#### Job
Rewrite the lines below with every "pinpoint" changed to "locate" and nothing else altered. Leave the pictures out.

#### Data excerpts
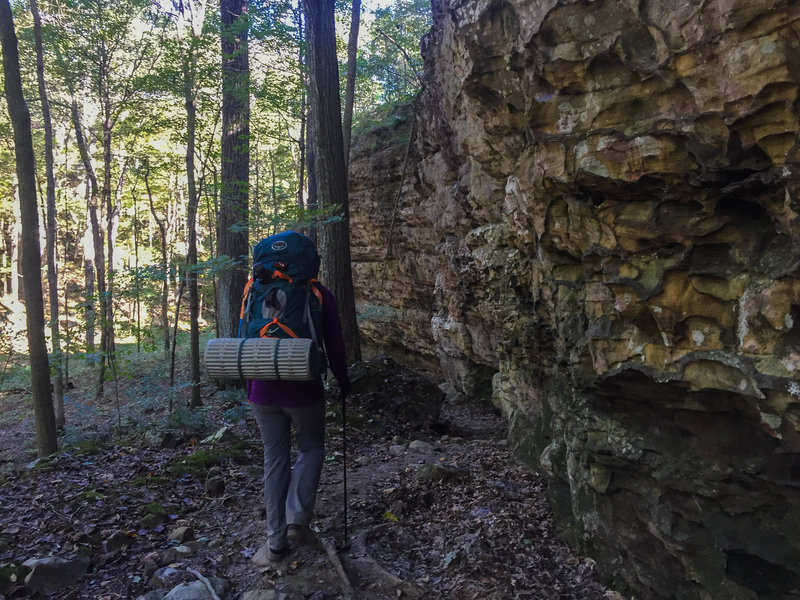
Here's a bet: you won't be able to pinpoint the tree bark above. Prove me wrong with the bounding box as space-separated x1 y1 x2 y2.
31 0 65 429
144 169 169 358
217 0 250 337
304 0 361 361
178 2 205 408
296 0 304 213
0 0 58 456
342 0 361 171
68 99 106 366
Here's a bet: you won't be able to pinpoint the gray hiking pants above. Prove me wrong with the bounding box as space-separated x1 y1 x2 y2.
250 400 325 550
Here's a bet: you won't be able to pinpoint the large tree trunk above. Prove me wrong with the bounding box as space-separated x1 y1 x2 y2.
304 0 361 361
217 0 250 337
0 0 58 456
342 0 361 171
31 0 65 429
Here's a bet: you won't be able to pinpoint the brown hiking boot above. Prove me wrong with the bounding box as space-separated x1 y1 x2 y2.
286 523 314 545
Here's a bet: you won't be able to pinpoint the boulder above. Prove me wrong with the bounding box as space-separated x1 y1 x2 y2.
22 556 91 594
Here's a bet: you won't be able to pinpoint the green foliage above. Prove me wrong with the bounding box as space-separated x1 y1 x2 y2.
354 0 432 129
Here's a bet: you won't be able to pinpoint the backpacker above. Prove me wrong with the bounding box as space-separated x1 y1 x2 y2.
239 231 322 349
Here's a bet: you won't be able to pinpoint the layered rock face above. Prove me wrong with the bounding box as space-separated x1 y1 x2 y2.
352 0 800 599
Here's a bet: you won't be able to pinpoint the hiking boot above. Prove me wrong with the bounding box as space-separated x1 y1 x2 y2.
286 523 313 544
267 548 289 562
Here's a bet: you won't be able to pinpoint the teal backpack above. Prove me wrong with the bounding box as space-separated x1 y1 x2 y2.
238 231 322 349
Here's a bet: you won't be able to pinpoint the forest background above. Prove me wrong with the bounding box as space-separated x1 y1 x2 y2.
0 0 430 455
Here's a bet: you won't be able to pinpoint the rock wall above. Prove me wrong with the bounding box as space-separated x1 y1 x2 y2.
351 0 800 599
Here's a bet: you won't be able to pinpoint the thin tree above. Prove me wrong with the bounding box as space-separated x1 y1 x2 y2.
178 0 206 407
0 0 58 456
342 0 361 171
144 166 170 358
31 0 65 429
303 0 361 361
217 0 250 337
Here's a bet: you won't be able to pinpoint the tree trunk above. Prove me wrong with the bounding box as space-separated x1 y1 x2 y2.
0 0 58 456
342 0 361 171
178 5 204 408
217 0 250 337
306 110 320 244
83 199 95 353
68 97 106 396
304 0 361 361
297 0 304 212
31 0 65 429
144 170 169 358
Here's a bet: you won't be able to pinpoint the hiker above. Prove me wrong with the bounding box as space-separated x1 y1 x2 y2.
243 231 350 561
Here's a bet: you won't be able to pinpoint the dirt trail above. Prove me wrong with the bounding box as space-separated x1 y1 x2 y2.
0 359 606 600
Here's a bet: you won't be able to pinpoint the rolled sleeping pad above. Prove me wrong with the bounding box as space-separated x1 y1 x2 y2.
204 338 320 381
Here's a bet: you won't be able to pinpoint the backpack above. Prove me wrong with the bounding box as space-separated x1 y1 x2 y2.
239 231 322 349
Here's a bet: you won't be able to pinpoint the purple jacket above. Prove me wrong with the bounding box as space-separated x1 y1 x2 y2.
247 285 350 408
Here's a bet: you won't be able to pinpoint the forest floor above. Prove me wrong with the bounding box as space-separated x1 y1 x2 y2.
0 346 621 600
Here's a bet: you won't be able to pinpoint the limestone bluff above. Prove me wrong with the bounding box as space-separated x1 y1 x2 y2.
351 0 800 599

#### The output
Here's a bet: you won't be able to locate the tree bark above. Prove me wrong with the bounding box as space-separated x1 y1 x2 y2.
31 0 65 429
144 169 169 358
217 0 250 337
304 0 361 361
178 2 205 408
296 0 304 213
0 0 58 456
342 0 361 171
68 99 106 366
Here's a bet: you won't be able to locate the gray hiking pants above. Prove me wrong with the bounding box as space-separated x1 y1 x2 y2.
250 400 325 550
Here's a bet: you won't be able to locate the large tree trunk above. Prove me wrong with the bounding box as space-separated x1 y1 x2 y2.
304 0 361 361
217 0 250 337
0 0 58 456
342 0 361 171
31 0 65 429
Here's a bet: you won't be able to locate the brown hiking boot above. Prove me wrong with the bounding box as space-separated x1 y1 x2 y2.
286 523 314 545
Here's a bet: you won't be able to locate the boulder above. Prove me wrong with the bounding box as space-separated x1 y1 x2 y2.
22 556 91 594
Here's a bet: you won't be able to locate the green foliage above. Prove me wrong with the bounding box as space-separated x1 y1 x2 y2.
354 0 432 129
Here's a bet: you won't be able to locate the backpacker above. Prove me wrong with the bounding box as space-separated x1 y1 x2 y2.
239 231 322 349
Here's a bet: you won't be able to locate the layered rock face above. Prove me wrong with the bounding box as space-separated x1 y1 x2 y2.
352 0 800 599
Here's a bet: you won't be able to locate the hiking boot above. Prove me wrong with the bounding box as space-separated x1 y1 x2 y2.
286 523 313 544
267 548 289 562
Here's a bet: you won't be able to locate the teal backpack above. Prove me wrong with the bounding box as space-separated x1 y1 x2 y2.
238 231 322 349
Here's a bet: you won't be able to locate the forest background above. Prove me wrong with the bounding box as space-separated x1 y1 x2 y2.
0 0 430 455
Here's a bet: you won't be able to locate the rock wall above. Prove me wrong with the bounding box as space-separated x1 y1 x2 y2.
351 0 800 599
Here's a bet: you won't be able to locate the thin tree above. Prove me wrong with the bounding box as space-separated x1 y1 x2 y2.
178 0 206 407
0 0 58 456
342 0 361 171
144 166 170 358
31 0 65 429
303 0 361 361
217 0 250 337
Here's a bet: you won't be able to locate the tree trunk above. Prove me wrong with the bounding box as space-separated x1 y1 x2 y2.
0 0 58 456
342 0 361 171
178 5 204 408
217 0 250 337
306 110 320 244
83 199 95 353
68 97 106 396
304 0 361 361
297 0 304 212
31 0 65 429
144 170 169 358
Here's a bet: you won't be able to locate the hiker above. Prove me wrong with the bounding box as space-separated x1 y1 x2 y2.
243 231 350 561
Here's a bet: you won't be able to locate the dirt trail above. Prove me wrong with the bounding box as space-separated x1 y1 x2 y2.
0 359 606 600
Here's a bet: you won't be able to locate the rolled sleeping pad above. Prove me wrong with the bounding box as space-separated x1 y1 x2 y2.
204 338 320 381
Here's a bet: you won't be able to locate the backpack above. Prove me wrong with the bounding box as space-separated x1 y1 x2 y2.
239 231 322 349
Here's a bet: you won't be able to locate the purple jacket above. Prove me wrong with the bounding box as space-separated x1 y1 x2 y2.
247 285 350 408
Here's a bet: you won't be able to locate the forest floor above. Prove me wrong with the bounding box as space-separated x1 y1 x2 y2.
0 346 621 600
Here's a bet: you won't be able to locate the limestone bluff above. Prove me wrong with the bounding box as space-separated x1 y1 x2 y2.
351 0 800 599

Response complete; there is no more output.